**RECORDS FOR THIS TASK:**
** START **

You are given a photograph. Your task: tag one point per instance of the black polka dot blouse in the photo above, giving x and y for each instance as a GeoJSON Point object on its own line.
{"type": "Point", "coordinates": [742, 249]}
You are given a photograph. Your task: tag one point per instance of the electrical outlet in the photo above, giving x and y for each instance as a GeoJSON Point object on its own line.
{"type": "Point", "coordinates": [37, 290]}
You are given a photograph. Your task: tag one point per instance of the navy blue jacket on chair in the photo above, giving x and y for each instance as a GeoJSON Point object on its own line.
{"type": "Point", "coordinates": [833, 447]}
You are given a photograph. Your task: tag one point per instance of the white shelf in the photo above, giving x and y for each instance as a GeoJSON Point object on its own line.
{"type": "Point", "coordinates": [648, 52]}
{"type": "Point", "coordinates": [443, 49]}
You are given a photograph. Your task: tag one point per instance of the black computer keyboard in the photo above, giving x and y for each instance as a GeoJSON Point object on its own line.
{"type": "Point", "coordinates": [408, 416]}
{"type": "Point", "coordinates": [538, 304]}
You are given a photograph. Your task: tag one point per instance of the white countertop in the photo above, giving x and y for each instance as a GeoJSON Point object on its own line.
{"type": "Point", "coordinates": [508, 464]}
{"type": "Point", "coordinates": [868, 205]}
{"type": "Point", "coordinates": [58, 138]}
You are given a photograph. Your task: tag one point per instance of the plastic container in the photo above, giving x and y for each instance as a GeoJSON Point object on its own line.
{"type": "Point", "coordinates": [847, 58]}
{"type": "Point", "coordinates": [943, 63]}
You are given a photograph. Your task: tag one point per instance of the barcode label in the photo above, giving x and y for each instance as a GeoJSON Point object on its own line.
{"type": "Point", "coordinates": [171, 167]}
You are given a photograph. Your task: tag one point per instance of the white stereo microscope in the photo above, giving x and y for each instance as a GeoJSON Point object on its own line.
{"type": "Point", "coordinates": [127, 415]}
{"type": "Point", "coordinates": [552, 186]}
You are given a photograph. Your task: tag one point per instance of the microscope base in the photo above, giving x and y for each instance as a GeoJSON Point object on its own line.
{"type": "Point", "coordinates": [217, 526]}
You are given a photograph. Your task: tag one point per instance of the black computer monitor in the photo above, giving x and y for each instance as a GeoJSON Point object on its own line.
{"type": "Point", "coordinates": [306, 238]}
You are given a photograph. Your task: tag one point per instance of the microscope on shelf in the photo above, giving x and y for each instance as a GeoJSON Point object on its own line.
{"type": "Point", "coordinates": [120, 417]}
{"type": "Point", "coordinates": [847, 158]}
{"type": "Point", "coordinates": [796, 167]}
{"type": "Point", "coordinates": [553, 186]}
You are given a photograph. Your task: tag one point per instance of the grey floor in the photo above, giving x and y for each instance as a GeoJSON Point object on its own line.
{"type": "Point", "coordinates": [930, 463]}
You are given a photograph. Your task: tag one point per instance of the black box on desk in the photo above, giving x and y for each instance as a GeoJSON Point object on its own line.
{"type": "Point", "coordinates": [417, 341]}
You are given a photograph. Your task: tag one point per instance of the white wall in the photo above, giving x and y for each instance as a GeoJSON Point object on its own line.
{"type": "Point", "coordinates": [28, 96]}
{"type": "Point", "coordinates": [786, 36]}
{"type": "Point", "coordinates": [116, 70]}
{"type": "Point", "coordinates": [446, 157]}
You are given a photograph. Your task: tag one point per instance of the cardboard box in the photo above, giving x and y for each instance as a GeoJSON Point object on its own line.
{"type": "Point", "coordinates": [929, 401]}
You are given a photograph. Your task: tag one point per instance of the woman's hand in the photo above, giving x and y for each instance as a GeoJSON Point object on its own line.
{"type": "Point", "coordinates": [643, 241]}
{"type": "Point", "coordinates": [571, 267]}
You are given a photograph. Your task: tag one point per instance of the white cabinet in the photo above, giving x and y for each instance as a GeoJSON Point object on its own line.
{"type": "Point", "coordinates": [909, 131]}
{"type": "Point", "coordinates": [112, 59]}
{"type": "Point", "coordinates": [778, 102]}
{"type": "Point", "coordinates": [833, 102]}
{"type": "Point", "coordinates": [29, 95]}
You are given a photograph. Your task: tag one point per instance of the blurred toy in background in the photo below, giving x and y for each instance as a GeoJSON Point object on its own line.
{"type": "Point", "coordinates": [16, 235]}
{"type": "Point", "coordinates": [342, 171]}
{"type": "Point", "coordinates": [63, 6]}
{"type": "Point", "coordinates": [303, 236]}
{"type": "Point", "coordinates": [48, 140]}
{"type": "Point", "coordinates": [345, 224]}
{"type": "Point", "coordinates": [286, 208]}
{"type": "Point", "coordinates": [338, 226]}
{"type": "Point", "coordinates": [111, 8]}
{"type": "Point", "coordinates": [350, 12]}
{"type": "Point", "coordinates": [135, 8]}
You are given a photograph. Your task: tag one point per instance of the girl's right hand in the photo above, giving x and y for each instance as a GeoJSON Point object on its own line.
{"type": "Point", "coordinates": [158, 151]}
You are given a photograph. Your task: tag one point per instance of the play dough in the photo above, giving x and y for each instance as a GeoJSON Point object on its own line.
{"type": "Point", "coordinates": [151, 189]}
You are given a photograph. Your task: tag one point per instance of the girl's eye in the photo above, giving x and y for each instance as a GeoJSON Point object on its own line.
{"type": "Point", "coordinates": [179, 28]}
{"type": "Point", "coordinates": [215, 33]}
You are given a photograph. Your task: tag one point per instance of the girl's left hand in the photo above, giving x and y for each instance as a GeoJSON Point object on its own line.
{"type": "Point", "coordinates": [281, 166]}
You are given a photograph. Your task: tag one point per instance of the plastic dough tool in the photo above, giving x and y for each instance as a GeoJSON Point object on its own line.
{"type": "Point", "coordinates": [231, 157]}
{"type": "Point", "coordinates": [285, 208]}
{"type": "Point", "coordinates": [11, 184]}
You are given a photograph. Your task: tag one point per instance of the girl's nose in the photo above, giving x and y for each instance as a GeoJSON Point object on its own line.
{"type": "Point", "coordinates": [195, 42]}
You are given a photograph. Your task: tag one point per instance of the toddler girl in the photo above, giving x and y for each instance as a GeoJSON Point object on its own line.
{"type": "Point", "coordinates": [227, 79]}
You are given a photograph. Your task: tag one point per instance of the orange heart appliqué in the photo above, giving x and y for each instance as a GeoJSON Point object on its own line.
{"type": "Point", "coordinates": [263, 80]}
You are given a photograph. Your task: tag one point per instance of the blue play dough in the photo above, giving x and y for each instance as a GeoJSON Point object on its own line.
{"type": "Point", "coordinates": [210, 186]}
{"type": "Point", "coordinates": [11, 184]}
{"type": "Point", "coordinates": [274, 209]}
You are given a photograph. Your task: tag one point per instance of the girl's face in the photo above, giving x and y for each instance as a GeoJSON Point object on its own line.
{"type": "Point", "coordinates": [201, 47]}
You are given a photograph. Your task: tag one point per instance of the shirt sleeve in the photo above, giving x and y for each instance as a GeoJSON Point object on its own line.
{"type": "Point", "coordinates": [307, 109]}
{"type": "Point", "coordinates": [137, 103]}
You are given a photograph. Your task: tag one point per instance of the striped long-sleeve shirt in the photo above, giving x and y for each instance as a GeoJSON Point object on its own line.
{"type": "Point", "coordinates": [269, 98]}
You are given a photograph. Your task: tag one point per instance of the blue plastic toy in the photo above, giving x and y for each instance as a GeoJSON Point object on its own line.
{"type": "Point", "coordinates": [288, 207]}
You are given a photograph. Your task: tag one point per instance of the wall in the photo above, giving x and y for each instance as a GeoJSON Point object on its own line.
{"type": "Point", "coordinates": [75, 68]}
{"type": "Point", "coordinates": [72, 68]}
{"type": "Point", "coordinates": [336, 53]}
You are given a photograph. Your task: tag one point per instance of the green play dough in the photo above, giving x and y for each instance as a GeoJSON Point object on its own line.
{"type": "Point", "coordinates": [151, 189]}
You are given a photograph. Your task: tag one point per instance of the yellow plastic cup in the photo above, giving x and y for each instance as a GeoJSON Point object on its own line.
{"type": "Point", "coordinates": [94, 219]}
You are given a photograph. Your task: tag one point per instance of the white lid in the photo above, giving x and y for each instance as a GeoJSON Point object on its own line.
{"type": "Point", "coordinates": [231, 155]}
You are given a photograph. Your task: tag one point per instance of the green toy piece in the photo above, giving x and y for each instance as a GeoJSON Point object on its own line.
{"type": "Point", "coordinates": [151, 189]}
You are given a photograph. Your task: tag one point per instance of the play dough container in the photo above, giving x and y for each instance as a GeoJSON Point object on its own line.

** END **

**SET EXERCISE:** Copy out every line from the one containing "the white lid" to the end of the material, both ends included.

**SOLUTION TO THIS EXERCISE:**
You are given a photograph. Your task: tag one point per instance of the white lid in the photo above, giving x and y for each instance as a GeoJSON Point object on its own line.
{"type": "Point", "coordinates": [231, 155]}
You are given a photograph. Your task: tag one point per instance of the green toy piece in the photo above, giving x and y for each instance as a GeoJSON Point object on its own line.
{"type": "Point", "coordinates": [151, 189]}
You are given a photograph. Your task: tag one point per instance of the play dough container in the photo above, giving x and y for each instance as a GeoJSON Point object on its own line.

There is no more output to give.